Short problem.
Count the lines in the rows below that contain the string "building", with case counting. Reply with the number alone.

Records shown.
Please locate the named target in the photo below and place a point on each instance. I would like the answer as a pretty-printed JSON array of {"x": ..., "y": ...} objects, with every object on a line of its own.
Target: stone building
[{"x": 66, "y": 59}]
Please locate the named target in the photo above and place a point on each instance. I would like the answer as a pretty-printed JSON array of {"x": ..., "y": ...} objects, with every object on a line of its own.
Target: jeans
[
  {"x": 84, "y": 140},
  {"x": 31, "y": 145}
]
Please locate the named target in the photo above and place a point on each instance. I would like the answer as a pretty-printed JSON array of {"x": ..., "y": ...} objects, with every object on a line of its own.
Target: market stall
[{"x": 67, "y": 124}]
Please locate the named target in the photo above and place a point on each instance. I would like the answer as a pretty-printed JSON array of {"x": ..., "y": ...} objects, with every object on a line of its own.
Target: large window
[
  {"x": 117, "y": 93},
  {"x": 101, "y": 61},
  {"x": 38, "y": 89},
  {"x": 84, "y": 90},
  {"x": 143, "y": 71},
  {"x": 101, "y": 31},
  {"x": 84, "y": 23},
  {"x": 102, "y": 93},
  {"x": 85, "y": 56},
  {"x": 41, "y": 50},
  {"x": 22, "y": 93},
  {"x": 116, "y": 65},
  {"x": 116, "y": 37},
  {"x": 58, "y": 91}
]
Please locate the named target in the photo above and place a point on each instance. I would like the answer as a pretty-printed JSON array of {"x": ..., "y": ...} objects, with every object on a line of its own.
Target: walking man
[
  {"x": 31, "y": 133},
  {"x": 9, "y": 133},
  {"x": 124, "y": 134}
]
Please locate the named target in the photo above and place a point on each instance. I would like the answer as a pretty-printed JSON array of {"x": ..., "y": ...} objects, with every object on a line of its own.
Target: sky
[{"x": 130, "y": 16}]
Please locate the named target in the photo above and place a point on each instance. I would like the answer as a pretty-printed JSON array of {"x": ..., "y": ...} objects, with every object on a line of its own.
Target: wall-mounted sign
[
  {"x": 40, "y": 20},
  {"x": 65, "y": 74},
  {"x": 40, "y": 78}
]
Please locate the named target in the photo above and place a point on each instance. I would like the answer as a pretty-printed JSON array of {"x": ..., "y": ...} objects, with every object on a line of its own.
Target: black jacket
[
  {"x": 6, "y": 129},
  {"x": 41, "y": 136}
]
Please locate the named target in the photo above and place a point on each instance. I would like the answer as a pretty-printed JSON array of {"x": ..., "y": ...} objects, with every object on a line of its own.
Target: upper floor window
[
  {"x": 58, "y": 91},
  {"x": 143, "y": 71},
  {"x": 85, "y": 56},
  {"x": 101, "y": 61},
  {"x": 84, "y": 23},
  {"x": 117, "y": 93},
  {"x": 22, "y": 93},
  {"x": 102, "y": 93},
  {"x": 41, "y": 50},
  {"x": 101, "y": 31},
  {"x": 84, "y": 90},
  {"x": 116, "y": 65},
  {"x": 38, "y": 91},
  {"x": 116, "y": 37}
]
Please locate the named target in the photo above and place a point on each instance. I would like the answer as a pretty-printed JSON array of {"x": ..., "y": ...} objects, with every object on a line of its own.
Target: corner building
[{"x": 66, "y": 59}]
==
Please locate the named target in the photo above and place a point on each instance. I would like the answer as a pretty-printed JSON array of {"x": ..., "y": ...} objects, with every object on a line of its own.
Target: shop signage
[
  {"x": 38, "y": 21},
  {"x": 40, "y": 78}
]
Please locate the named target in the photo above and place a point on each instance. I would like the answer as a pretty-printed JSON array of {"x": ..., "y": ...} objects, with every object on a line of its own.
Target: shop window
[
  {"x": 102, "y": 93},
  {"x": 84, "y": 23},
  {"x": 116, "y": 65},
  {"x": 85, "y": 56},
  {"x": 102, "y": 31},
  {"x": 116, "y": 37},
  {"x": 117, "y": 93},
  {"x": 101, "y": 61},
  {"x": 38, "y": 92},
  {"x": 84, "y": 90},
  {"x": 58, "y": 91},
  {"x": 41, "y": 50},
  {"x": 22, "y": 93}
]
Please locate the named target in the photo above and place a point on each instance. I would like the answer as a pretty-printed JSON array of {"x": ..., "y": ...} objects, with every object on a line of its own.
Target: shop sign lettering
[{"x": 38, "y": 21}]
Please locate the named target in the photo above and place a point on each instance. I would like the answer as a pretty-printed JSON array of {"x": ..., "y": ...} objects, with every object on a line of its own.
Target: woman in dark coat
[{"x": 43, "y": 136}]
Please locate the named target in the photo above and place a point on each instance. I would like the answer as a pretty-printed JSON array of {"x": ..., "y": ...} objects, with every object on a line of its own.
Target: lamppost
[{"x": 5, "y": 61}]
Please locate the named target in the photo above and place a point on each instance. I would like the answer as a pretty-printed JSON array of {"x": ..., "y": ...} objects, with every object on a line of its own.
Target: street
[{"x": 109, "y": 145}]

Result of this task.
2